Tuesday, July 22, 2008

S-21 and The Killing Fields

From July 14, 2008

It is hard to believe that I am halfway through my summer in Cambodia. Though it has been a relatively short time, I have already learned so much about the country and its people. The children and my assistant teachers love to tell me about their culture and beliefs, which has been incredibly helpful. Being here and interacting with the locals has taught me more than any book ever could and I realize how valuable my time here has been.

Yesterday, the Palm Tree staff invited the volunteers to see the Killing Fields and S-21, the Khmer Rouge torture camp. I had read and written about Pol Pot’s regime in college, so I did know some background information about the genocide. However, I was still entirely unprepared for what we encountered. We first visited the Killing Fields, where the Khmer Rouge would take prisoners, execute them, and throw them into mass graves. It was chilling to actually stand where such horrific massacres had taken place. Thousands of skulls filled a large pagoda in the center, as a tribute to those who were murdered. It was simply shocking to see the remains of those who were victims of the Khmer Rouge, right in front of me.

After visiting the Killing Fields, I was already feeling emotionally exhausted. I had studied so much about the genocide that standing so close to the mass graves was almost unbearable. I carried on to see S-21, also known as Tuol Sleng. This was a school that the Khmer Rouge used as an interrogation and torture camp. Each room in the school had a metal bed, which was accompanied by chains and torture devices. Cement dividers were created in some rooms, so that prisoners could be held in smaller cells. On the walls, we saw tally marks to keep track of who was interrogated and beaten. I was shocked to find that many of the rooms were still stained with blood. We also visited the documentation center, where we saw photos the Khmer Rouge took of the victims. It was so frightening to see photos of young children and mothers holding small babies, with facial expressions that seemed to cry out for help.

So many people were murdered by the Khmer Rouge. After Pol Pot’s regime took power, they evacuated Phnom Penh, in pursuit of creating a classless peasant society. They killed men, women and children who did not comply, as well as government officials, college professors and other intellectuals, resulting in millions of deaths. Walking around S-21, where so many people had been tortured, I began to think about how genocide occurs. How does one evil person convince others that torture and killing is acceptable? How does the rest of the world stand idly by as innocent people suffer? How can we ensure that genocide never occurs again? It is sad that these questions are unanswerable and that such massacres continue to this day. Despite the activism taking place on college campuses about Darfur, governments still turn away from those in need in Sudan. How can we, as a global society, work together to stop genocide? When will such hatred and depravity end?

Saved entries
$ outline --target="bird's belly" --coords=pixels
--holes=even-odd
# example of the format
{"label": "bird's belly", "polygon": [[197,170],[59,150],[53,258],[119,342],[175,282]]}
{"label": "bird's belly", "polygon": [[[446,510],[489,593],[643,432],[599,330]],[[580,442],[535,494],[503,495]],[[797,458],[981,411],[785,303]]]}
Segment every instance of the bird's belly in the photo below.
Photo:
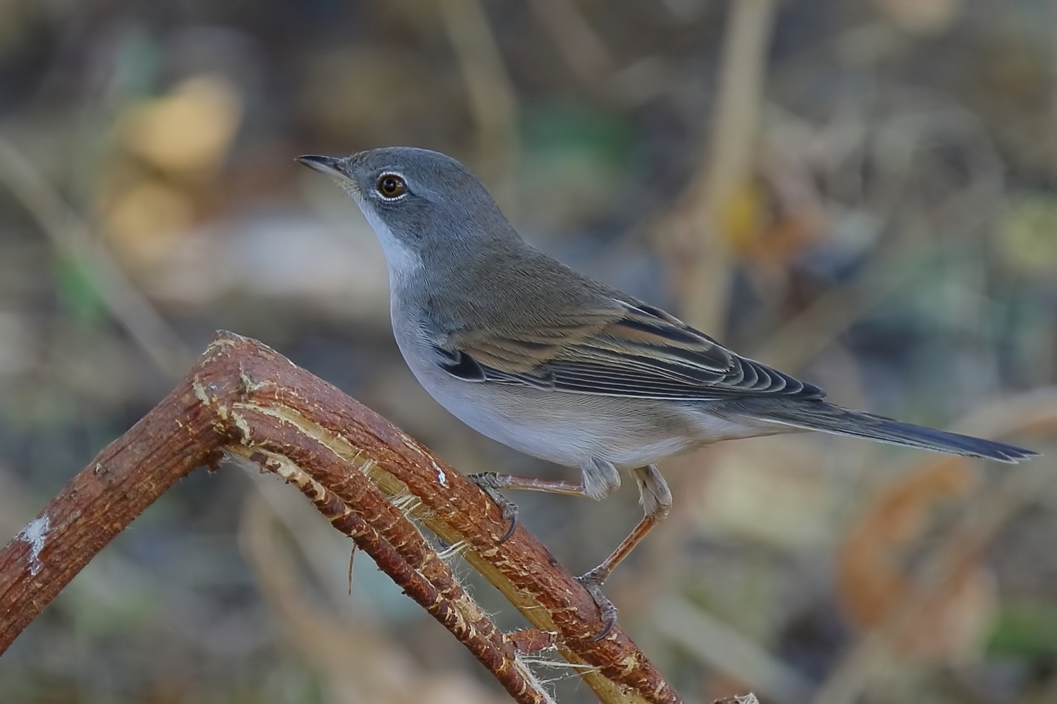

* [Exercise details] From the blog post on S-21 and the Killing Fields, set down the passage between "It is hard to" and "here has been.", inclusive, word for word.

* [Written response]
It is hard to believe that I am halfway through my summer in Cambodia. Though it has been a relatively short time, I have already learned so much about the country and its people. The children and my assistant teachers love to tell me about their culture and beliefs, which has been incredibly helpful. Being here and interacting with the locals has taught me more than any book ever could and I realize how valuable my time here has been.